**** Supplied information ****

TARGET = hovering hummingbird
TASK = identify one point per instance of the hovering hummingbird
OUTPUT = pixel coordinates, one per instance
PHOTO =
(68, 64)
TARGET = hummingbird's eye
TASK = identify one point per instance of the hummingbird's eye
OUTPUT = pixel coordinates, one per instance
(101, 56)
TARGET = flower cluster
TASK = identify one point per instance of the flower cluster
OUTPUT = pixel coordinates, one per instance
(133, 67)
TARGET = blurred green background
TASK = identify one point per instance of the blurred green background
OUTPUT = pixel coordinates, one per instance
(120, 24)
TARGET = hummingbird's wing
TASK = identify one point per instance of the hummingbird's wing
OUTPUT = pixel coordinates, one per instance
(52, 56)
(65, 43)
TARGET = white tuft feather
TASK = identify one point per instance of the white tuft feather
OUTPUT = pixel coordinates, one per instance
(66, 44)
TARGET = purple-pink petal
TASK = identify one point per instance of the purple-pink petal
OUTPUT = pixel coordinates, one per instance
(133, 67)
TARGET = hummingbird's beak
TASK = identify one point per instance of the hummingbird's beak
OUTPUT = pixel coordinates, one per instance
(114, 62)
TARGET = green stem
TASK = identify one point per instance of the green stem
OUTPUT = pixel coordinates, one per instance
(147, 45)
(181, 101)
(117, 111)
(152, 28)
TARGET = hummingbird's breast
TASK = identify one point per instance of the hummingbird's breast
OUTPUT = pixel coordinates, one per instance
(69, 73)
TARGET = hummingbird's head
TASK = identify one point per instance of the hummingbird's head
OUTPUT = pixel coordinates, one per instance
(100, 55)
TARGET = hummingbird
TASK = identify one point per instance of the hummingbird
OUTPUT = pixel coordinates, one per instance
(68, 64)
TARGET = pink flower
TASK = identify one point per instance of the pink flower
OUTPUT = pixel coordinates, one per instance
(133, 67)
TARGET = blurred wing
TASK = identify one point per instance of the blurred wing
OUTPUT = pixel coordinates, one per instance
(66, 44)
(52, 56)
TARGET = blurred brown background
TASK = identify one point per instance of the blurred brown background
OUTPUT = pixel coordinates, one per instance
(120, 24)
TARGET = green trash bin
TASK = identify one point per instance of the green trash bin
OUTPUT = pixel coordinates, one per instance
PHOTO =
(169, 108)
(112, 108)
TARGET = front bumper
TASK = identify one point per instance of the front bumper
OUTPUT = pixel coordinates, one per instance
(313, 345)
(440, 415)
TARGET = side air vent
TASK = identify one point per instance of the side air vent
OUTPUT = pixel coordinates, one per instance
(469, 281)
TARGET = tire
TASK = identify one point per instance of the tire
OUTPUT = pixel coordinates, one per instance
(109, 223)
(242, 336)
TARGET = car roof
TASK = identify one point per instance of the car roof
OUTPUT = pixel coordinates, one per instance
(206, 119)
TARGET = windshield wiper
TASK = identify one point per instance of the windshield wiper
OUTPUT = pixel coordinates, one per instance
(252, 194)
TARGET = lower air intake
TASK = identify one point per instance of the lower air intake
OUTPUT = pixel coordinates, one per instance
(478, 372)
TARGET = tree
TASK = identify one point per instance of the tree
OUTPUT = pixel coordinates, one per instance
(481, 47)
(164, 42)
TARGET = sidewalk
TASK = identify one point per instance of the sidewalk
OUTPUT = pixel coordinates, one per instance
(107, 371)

****

- _Exercise goal_
Copy out word for word the lines of the rows that start at the line containing "TARGET = lower air intake" and run through the last line of the rows, both ends included.

- _Output of the exercise_
TARGET = lower air intake
TASK = identify one point per instance of the lower air intake
OUTPUT = pixel coordinates, one per instance
(478, 372)
TARGET = tree
TASK = identify one point per instance of the tree
OUTPUT = pixel coordinates, one per instance
(481, 47)
(164, 42)
TARGET = sidewalk
TASK = identify one point per instance of the sidewalk
OUTPUT = pixel coordinates, one per instance
(107, 371)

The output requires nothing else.